### YOUR INSTRUCTIONS
Pull out every line in the rows below that contains the word "distant", and copy each one in full.

### GIVEN INFORMATION
┄┄┄┄┄┄┄┄┄┄

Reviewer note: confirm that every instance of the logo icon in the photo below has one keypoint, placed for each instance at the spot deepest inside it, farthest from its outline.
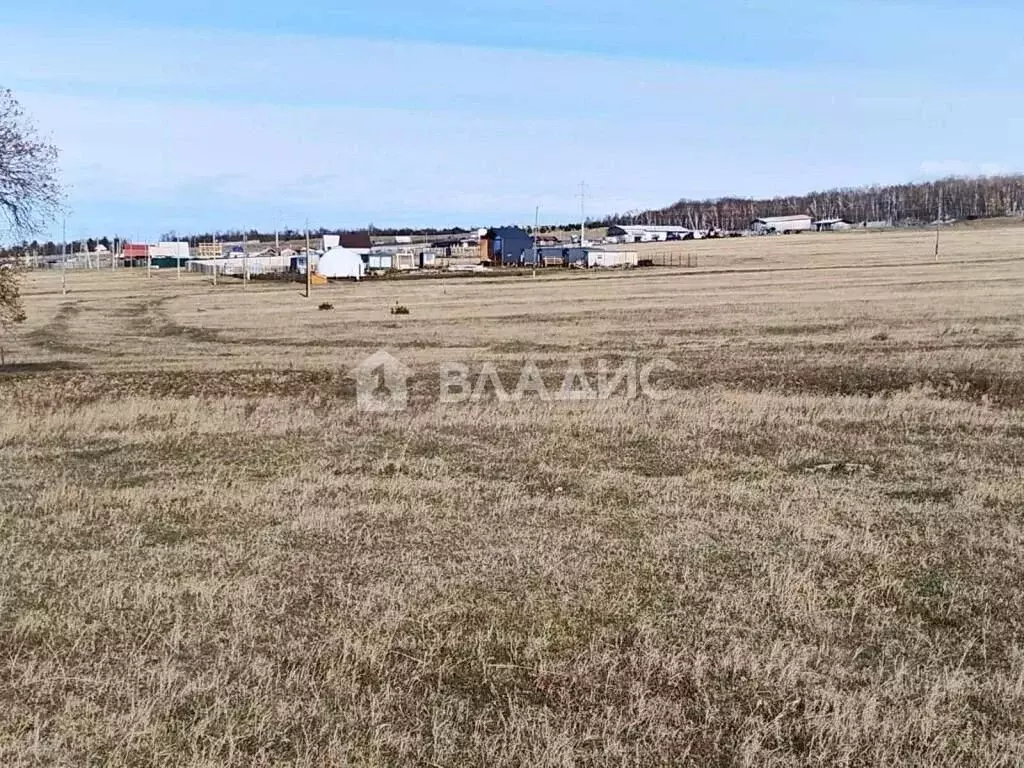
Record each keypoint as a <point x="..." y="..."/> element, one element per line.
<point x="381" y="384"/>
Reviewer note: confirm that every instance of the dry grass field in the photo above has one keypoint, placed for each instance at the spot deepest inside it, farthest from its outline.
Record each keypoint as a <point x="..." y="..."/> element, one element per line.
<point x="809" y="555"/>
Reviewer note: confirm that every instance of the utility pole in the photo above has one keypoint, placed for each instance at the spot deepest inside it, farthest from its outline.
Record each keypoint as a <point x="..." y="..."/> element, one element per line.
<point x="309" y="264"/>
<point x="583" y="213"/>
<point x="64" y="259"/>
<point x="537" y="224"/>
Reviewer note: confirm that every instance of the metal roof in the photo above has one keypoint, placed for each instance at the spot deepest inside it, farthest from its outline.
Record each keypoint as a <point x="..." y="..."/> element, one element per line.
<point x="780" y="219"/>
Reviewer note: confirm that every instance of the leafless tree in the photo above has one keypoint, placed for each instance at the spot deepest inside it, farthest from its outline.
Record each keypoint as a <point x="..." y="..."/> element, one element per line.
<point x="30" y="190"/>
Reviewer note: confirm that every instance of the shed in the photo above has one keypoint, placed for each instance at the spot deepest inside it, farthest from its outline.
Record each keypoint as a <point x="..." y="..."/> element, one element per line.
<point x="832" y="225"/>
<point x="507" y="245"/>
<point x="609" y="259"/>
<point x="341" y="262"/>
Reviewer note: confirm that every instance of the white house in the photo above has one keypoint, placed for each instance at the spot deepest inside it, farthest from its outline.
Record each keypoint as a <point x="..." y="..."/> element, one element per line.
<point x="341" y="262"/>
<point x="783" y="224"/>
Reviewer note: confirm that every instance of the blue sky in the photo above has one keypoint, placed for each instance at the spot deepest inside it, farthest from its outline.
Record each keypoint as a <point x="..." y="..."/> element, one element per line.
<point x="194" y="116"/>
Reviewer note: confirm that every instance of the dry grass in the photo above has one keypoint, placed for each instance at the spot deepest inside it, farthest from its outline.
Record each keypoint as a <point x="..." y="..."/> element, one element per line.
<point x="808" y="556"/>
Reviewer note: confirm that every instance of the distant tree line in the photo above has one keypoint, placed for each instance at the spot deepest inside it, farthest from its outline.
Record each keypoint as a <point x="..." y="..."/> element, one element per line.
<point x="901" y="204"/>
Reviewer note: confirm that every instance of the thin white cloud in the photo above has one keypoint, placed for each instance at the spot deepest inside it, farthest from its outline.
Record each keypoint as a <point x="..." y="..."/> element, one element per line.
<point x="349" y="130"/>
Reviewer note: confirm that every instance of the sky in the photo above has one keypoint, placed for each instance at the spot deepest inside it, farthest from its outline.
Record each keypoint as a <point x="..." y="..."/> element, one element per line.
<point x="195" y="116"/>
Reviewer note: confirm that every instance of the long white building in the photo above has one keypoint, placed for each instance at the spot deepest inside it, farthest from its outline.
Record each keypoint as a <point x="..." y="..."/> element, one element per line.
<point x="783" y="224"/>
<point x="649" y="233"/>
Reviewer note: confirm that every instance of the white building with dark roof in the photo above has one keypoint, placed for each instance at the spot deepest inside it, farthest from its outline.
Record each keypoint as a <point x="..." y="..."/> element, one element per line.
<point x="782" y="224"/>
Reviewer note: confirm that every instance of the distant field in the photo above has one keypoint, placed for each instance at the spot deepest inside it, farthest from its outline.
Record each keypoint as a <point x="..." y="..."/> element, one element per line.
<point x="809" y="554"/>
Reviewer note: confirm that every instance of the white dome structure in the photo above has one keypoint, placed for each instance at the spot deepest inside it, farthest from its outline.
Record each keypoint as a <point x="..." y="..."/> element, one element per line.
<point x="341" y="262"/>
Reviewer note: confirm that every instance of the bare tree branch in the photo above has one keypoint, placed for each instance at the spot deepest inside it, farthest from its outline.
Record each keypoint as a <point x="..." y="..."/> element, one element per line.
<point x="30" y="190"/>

┄┄┄┄┄┄┄┄┄┄

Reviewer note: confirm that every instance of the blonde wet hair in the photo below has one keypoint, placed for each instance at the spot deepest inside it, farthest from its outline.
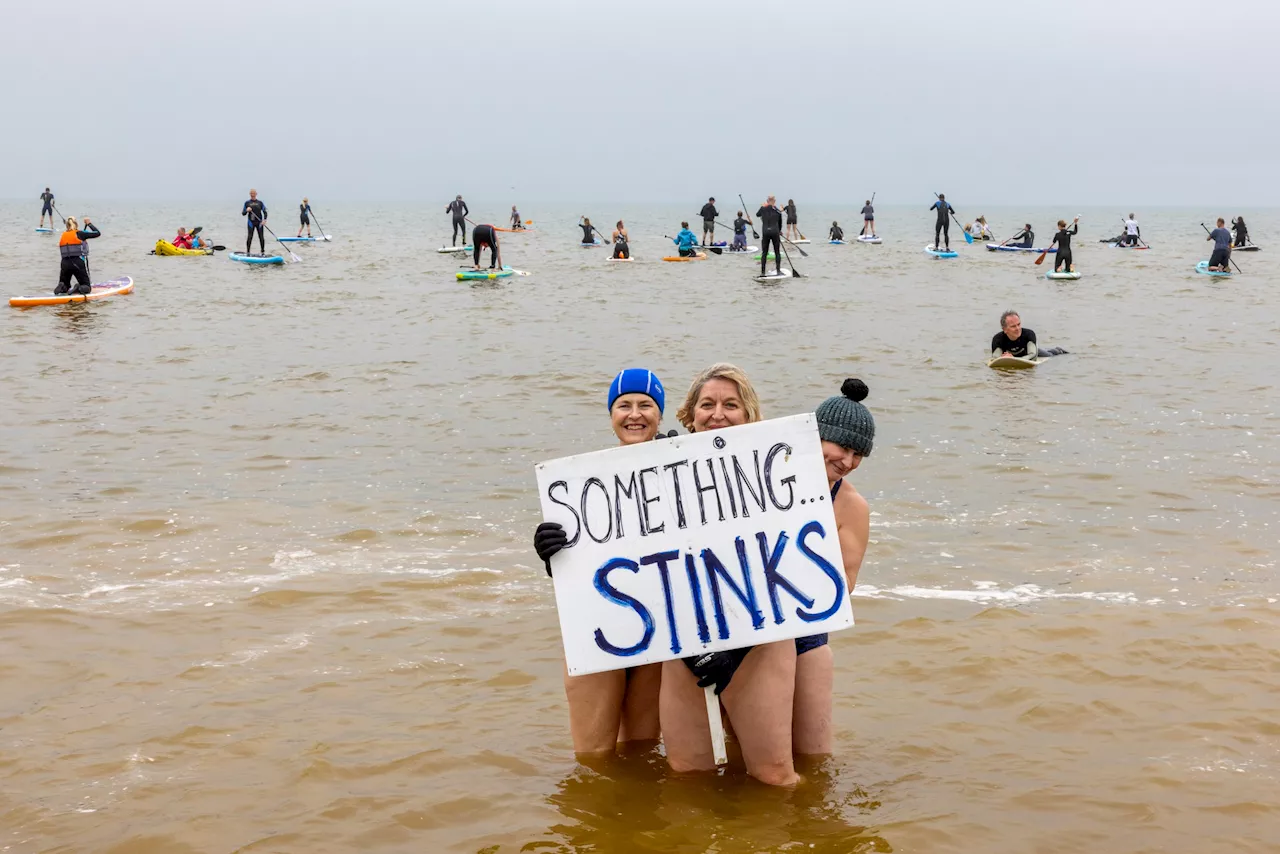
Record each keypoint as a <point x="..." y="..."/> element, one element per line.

┄┄┄┄┄┄┄┄┄┄

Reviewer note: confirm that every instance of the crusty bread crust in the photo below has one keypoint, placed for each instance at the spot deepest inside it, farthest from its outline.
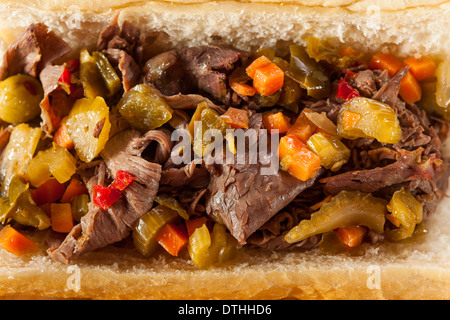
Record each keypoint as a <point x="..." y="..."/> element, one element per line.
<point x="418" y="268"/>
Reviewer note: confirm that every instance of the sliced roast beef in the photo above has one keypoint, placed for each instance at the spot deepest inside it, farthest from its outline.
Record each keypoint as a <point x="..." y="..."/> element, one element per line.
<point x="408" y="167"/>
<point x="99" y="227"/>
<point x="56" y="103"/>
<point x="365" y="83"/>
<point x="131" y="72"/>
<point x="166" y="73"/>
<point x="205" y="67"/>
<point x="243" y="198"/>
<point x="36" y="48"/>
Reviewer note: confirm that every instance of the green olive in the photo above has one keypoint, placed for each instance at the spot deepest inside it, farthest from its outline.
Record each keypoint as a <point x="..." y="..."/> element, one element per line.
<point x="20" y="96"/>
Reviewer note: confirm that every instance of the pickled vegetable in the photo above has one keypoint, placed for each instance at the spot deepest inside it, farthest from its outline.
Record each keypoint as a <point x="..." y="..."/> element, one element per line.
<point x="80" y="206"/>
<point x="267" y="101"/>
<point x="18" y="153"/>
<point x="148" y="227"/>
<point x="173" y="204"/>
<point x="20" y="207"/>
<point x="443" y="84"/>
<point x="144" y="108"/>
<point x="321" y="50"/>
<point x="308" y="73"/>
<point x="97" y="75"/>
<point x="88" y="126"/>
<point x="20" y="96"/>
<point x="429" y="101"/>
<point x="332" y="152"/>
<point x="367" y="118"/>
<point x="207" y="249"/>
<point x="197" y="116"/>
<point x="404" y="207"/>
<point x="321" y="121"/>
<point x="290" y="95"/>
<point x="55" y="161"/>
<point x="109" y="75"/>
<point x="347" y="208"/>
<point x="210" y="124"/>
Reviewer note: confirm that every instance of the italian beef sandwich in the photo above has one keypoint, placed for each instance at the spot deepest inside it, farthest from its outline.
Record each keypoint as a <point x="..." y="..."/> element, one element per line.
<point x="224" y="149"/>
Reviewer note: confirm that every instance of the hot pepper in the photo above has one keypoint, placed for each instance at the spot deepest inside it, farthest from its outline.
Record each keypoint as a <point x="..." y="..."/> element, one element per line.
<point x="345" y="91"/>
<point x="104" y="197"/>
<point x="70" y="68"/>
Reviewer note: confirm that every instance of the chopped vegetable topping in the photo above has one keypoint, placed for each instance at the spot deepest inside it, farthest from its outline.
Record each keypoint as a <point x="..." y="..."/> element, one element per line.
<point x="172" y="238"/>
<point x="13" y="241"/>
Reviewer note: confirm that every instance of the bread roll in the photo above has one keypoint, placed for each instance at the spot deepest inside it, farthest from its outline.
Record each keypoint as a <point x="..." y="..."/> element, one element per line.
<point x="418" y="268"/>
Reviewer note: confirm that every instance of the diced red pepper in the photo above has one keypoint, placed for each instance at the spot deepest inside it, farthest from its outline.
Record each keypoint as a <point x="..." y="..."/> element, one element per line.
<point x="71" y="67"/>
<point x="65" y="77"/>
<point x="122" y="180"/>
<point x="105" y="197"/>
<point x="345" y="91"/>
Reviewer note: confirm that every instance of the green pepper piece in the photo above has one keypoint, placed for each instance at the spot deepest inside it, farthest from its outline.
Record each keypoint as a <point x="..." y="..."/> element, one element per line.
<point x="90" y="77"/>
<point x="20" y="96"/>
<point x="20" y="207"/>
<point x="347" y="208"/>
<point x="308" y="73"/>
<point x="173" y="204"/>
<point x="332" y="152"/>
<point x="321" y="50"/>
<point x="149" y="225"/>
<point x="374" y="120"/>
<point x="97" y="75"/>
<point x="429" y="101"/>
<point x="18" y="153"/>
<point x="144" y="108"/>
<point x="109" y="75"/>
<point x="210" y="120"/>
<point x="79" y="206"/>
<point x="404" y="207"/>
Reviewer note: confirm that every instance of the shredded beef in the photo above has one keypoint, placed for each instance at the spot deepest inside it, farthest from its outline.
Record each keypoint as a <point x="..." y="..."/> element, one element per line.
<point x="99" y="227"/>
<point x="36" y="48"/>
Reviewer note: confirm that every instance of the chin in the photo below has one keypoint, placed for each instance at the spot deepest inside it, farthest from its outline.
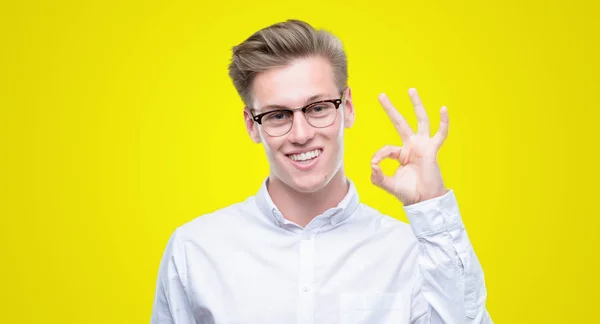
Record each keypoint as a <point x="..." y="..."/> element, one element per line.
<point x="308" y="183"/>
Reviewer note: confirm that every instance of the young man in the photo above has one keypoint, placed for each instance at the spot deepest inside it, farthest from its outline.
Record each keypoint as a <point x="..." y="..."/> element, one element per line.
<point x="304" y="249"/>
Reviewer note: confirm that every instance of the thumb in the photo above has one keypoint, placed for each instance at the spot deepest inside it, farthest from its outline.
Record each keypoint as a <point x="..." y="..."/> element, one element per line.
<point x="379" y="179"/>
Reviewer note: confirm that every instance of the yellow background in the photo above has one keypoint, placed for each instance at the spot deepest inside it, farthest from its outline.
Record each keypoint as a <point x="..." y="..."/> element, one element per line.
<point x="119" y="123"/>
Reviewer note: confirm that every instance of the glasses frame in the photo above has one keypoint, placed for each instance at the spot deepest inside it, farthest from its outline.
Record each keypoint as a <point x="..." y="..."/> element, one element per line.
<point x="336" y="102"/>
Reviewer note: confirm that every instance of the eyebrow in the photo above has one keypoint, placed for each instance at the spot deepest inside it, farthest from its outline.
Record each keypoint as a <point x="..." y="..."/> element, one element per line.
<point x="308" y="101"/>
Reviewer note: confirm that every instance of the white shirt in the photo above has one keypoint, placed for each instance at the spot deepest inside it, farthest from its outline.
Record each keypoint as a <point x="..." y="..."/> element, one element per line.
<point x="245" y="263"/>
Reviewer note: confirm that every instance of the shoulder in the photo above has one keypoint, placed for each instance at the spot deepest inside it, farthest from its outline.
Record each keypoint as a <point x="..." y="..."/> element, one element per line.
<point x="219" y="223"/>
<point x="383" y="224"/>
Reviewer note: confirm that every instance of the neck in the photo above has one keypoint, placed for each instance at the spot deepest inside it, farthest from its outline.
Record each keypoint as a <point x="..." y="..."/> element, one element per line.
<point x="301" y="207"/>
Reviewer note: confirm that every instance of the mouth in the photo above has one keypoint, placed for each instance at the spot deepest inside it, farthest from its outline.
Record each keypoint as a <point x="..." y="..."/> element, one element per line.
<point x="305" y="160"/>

┄┄┄┄┄┄┄┄┄┄

### RESPONSE TO THIS TASK
Reviewer note: confirm that every instance of the distant tree line in the photo above has one keypoint, placed for each instance at the spot deepest inside it, farthest from its outline.
Reviewer note: confirm that every instance of the distant field in the photo above has one keypoint, placed for each instance at the spot deepest inside it, farthest from its outline.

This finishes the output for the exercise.